_Document excerpt_
-=-=-=-=-

In some examples, processing circuitry 200 of external device 24 may receive from first sensor 22 and/or second sensor 20 signals indicative of urine volume (e.g., such as volume itself or flow rate) and/or oxygenation (e.g., uPO₂) and may determine initial changes in urine volume and/or oxygenation to provide an estimation of the baseline of volume or flow rate and/or oxygen levels (e.g., uPO₂and/or total oxygen output). Processing circuitry 200 may periodically or continually the respective parameter level and update the estimated baseline value until a relatively high level of confidence of accurate baseline volume (e.g., volume or flow) and oxygen levels are established.

-=-=-=-=-

_Data provided_

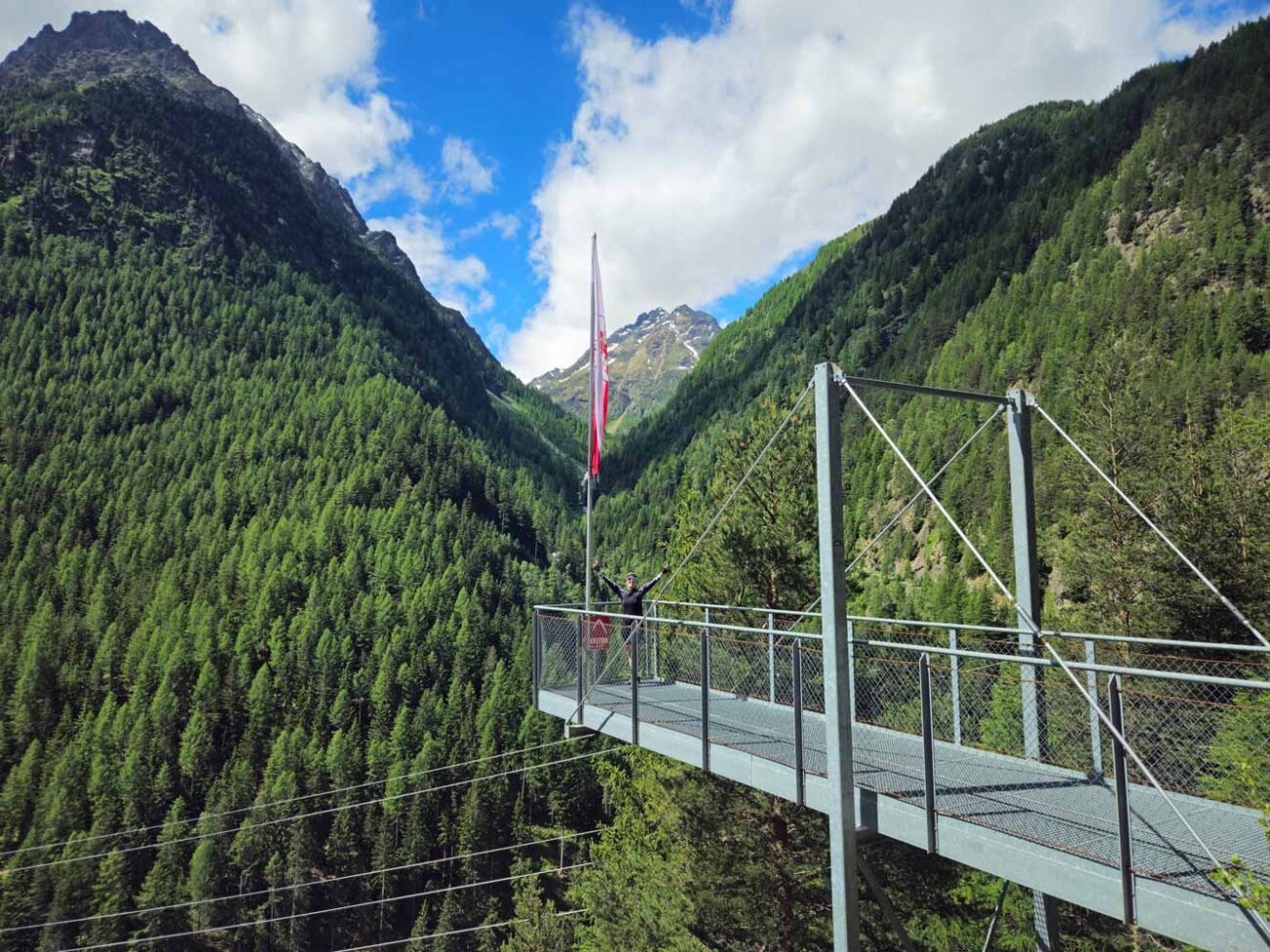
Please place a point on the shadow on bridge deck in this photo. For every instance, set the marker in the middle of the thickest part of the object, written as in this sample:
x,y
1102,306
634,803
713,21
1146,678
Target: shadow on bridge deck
x,y
1036,824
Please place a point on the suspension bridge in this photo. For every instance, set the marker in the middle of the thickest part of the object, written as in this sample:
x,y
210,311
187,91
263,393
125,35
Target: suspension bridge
x,y
1082,766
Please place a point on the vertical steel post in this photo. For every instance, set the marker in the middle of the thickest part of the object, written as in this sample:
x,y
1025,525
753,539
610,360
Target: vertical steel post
x,y
927,749
656,660
537,656
995,915
635,626
1122,800
583,623
771,658
1023,511
837,669
705,694
851,664
1091,682
799,778
956,690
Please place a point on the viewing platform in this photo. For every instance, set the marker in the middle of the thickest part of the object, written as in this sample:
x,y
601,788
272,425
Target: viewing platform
x,y
938,739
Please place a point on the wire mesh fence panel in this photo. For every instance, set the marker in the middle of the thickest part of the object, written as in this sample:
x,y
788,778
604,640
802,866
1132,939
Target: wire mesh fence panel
x,y
1040,769
559,640
1207,740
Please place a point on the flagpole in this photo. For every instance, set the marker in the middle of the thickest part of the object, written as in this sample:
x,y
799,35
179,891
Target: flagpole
x,y
591,449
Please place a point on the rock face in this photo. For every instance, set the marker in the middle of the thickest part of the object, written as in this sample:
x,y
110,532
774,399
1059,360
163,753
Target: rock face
x,y
109,45
647,360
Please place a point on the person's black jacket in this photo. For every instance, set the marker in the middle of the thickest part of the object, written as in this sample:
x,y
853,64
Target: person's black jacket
x,y
631,600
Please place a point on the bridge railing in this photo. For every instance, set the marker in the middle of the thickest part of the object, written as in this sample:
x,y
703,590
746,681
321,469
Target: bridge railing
x,y
1198,715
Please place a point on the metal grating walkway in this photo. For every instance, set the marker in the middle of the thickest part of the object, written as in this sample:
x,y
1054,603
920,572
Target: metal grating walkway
x,y
1034,801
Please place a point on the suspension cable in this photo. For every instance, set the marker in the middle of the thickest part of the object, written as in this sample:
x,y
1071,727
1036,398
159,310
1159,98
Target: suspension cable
x,y
239,811
309,913
912,502
738,486
324,811
566,914
296,887
639,622
1155,528
1042,640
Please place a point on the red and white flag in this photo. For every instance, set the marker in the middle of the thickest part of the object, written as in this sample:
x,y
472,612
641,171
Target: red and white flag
x,y
598,364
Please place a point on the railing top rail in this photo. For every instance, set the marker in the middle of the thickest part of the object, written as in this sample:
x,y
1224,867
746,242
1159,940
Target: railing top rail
x,y
1080,635
740,608
1039,661
660,620
1075,665
990,629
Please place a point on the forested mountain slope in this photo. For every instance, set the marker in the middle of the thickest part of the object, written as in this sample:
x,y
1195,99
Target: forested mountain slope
x,y
1114,259
271,520
1110,252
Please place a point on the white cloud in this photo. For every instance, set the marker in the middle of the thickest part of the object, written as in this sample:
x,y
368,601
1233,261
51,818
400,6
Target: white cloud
x,y
702,164
305,64
466,174
506,224
402,178
455,282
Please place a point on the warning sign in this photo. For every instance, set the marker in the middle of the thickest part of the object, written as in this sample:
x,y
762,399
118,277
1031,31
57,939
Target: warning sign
x,y
597,633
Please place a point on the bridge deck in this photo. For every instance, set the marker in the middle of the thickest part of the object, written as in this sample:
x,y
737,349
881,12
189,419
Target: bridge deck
x,y
1039,804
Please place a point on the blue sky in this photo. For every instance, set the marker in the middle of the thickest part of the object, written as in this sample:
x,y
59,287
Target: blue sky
x,y
714,145
504,79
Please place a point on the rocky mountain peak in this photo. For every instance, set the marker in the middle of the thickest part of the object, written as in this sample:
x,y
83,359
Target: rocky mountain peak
x,y
94,46
647,360
110,45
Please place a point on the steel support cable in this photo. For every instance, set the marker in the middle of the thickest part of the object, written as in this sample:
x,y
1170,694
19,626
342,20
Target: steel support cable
x,y
310,913
639,622
239,811
738,486
1036,630
486,927
1155,528
295,887
292,817
912,502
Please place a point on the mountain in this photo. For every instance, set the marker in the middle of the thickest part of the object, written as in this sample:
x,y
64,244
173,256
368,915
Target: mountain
x,y
272,521
1114,259
647,360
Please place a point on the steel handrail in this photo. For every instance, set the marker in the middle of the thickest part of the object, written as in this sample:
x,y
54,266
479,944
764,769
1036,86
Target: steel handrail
x,y
952,652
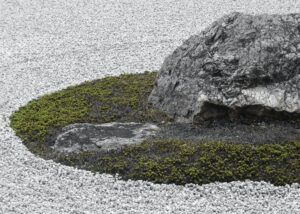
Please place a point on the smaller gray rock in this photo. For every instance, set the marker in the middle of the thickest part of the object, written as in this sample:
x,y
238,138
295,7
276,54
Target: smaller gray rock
x,y
94,137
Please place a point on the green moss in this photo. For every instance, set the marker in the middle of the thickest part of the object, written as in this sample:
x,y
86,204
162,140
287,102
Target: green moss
x,y
124,98
203,162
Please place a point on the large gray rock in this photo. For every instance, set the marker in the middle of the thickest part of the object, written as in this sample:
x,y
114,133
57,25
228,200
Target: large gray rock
x,y
240,65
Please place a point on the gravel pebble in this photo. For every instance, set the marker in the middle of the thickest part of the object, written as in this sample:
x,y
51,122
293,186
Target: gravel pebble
x,y
48,45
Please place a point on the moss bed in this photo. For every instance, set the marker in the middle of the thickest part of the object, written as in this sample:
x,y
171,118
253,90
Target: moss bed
x,y
124,99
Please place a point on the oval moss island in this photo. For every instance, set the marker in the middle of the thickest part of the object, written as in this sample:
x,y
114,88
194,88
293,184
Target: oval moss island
x,y
124,99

-=-=-=-=-

_What the task asks_
Do these statements agree with the passage about processing circuitry 200? Answer yes or no for each, and quote the words of the passage that decide it.
(a) Processing circuitry 200 is part of external device 24.
(b) The circuitry receives its signals only from first sensor 22.
(c) Flow rate is given as an example of a signal indicative of urine volume.

_Answer box_
(a) Yes: "processing circuitry 200 of external device 24"
(b) No: "from first sensor 22 and/or second sensor 20"
(c) Yes: "urine volume (e.g., such as volume itself or flow rate)"